POLECENIE
Przepisz bez zmian fragment tekstu o ustawianiu kampanii reklamowej, który zaczyna się słowami zawierającymi „Możesz również wybrać”, a kończy na „zawężać to pole.”.

TEKST
┏━━

Następnie, wybierasz lokalizację — może to być na przykład cała Polska.

W tym miejscu możemy już mówić o optymalizacji kampanii. Bo załóżmy, że ustawiasz kampanię na całą Polskę, ale Twój kurs dla wizażystek ma najlepszą konwersję w Lublinie. Przekierowujesz zatem budżet na kampanię w Lublinie. Jest to zasada “Dziel i rządź”.

Możesz również wybrać z Opcji lokalizacji konkretny adres i promień terytorium, na jakim będzie się reklama wyświetlała. To najlepsze rozwiązanie dla biznesów lokalnych.

Kolejnym krokiem są Języki. Google uczy się tego, jakim językiem posługujesz się w sieci, ale możesz ustawiając kampanię zawężać to pole.

┗━━

PODANE POZYCJE
┏━━

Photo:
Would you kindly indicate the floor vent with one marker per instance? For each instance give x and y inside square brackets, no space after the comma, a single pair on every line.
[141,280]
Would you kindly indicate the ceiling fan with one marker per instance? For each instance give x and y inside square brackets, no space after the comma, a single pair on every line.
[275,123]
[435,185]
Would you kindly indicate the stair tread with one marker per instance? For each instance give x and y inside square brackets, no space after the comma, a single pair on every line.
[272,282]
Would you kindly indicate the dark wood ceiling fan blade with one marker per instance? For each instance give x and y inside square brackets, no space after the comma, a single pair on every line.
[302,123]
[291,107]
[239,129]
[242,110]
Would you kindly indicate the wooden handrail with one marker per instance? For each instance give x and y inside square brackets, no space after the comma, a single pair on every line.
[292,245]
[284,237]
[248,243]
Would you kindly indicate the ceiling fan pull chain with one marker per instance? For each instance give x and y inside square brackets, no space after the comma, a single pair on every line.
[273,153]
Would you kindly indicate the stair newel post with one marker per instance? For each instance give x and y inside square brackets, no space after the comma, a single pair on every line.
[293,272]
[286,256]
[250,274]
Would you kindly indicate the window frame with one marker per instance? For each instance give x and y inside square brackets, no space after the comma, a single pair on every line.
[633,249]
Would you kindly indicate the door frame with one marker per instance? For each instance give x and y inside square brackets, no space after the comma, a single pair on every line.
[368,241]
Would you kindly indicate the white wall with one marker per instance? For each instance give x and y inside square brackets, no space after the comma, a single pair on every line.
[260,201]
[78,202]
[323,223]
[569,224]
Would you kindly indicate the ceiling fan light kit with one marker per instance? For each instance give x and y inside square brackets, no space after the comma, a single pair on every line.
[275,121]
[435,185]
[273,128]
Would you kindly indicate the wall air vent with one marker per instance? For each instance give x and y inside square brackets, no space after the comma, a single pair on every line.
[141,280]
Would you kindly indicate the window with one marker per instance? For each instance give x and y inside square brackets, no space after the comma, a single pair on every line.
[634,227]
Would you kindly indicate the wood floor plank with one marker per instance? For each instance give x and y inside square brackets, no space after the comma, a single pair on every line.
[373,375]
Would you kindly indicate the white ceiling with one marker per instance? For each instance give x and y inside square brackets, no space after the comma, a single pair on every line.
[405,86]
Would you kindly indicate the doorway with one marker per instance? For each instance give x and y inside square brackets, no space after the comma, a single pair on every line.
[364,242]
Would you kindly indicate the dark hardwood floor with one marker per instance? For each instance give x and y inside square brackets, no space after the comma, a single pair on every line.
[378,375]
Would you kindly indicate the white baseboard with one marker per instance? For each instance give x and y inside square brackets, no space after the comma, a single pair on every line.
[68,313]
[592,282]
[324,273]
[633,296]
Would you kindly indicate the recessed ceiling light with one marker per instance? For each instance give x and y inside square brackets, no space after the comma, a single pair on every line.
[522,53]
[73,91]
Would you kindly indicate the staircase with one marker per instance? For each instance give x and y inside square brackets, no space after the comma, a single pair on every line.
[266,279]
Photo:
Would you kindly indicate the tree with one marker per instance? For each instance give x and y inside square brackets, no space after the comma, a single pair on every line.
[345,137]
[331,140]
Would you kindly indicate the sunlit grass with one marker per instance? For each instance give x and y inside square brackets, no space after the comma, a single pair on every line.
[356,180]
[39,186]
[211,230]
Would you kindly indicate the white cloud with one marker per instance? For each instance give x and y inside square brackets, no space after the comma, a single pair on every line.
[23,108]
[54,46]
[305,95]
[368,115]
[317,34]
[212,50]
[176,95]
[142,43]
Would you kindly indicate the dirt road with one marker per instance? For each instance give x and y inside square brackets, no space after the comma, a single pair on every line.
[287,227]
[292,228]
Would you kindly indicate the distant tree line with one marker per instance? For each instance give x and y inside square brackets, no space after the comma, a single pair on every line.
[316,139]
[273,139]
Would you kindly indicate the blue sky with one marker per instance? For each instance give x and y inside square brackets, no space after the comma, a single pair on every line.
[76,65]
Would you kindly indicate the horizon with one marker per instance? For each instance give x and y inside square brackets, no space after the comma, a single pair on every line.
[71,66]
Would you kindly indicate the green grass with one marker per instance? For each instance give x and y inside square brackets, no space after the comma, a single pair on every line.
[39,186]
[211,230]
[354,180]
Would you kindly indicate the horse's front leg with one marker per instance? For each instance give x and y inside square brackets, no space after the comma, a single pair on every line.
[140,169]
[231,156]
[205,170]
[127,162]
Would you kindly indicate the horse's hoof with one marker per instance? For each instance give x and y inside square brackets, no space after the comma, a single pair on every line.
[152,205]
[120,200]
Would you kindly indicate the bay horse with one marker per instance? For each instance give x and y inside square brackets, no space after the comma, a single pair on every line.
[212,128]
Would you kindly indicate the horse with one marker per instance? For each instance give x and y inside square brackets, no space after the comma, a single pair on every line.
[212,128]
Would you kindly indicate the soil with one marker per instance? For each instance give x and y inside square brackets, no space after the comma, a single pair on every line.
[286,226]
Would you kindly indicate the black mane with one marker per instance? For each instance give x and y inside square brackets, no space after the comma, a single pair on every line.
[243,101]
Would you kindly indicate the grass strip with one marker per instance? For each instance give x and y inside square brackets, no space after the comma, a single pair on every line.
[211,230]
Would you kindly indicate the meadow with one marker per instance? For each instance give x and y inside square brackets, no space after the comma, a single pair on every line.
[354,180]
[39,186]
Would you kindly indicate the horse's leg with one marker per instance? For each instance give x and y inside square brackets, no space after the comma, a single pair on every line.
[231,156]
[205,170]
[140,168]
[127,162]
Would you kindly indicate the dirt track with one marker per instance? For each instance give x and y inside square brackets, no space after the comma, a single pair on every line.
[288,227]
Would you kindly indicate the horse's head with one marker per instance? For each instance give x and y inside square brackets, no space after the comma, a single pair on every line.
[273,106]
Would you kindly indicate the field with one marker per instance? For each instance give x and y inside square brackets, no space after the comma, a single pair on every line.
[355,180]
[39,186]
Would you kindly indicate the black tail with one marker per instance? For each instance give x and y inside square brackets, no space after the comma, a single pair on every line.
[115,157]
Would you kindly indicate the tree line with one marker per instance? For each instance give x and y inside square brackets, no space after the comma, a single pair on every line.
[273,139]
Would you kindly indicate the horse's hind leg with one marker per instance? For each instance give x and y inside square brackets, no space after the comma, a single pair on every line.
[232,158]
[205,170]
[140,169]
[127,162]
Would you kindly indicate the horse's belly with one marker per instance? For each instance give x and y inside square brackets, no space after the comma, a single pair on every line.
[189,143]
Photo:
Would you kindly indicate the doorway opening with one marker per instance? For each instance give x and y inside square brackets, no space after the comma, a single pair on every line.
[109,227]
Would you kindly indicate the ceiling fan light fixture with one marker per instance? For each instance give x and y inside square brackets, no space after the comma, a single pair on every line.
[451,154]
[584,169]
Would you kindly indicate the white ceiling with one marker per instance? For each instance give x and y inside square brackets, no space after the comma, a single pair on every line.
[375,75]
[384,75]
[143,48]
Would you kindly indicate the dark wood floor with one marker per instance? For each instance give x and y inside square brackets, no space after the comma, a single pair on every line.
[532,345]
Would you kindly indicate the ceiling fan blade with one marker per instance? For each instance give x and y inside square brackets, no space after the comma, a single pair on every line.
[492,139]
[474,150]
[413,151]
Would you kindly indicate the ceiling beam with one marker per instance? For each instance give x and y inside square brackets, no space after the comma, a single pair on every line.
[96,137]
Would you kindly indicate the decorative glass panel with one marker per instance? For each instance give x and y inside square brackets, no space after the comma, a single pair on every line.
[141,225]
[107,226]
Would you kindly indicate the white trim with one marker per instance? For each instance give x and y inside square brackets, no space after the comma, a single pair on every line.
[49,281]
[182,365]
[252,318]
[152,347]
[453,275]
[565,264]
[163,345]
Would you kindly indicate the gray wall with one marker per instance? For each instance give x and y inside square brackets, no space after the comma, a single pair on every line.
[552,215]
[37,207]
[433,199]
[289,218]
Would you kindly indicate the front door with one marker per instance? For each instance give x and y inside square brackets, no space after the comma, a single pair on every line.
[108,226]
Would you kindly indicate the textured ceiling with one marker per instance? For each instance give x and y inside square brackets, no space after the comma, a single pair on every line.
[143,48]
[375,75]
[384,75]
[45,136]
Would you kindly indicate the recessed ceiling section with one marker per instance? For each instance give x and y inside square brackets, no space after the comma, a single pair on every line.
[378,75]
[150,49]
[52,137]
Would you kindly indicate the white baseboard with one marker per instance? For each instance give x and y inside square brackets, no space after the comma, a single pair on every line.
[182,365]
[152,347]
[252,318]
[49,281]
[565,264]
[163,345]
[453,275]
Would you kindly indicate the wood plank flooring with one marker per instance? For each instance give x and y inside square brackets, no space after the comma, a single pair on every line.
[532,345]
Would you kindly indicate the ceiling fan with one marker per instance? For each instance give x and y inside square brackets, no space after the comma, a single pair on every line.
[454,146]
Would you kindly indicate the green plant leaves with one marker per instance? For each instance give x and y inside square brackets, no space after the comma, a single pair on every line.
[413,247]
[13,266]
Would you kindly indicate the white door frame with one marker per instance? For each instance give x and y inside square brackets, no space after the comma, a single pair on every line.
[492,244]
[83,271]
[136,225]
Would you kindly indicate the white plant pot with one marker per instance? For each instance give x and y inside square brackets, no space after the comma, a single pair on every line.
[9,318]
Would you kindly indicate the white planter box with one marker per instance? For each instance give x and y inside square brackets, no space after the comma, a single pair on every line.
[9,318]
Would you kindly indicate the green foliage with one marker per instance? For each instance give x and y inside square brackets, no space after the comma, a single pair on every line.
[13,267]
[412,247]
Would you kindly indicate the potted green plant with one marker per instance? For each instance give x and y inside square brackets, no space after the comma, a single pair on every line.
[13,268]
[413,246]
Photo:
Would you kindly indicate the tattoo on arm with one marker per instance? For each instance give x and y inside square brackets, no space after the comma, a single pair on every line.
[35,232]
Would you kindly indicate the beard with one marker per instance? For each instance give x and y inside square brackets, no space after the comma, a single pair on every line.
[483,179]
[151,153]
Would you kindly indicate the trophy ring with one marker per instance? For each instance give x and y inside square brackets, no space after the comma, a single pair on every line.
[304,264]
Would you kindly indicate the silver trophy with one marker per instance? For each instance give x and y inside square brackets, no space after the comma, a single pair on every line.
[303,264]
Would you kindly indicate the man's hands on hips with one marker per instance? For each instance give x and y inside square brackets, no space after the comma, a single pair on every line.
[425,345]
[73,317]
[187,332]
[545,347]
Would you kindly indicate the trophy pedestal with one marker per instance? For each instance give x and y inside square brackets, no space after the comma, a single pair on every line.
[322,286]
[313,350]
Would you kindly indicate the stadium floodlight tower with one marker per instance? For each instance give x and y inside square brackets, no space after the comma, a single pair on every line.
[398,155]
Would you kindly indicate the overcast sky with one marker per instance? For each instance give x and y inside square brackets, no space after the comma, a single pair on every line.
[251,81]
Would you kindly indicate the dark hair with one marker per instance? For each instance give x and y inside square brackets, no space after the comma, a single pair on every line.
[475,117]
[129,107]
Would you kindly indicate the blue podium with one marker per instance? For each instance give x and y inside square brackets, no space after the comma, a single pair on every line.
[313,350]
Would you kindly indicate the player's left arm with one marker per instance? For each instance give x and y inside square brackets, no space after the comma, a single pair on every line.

┗━━

ODPOWIEDŹ
Możesz również wybrać z Opcji lokalizacji konkretny adres i promień terytorium, na jakim będzie się reklama wyświetlała. To najlepsze rozwiązanie dla biznesów lokalnych.

Kolejnym krokiem są Języki. Google uczy się tego, jakim językiem posługujesz się w sieci, ale możesz ustawiając kampanię zawężać to pole.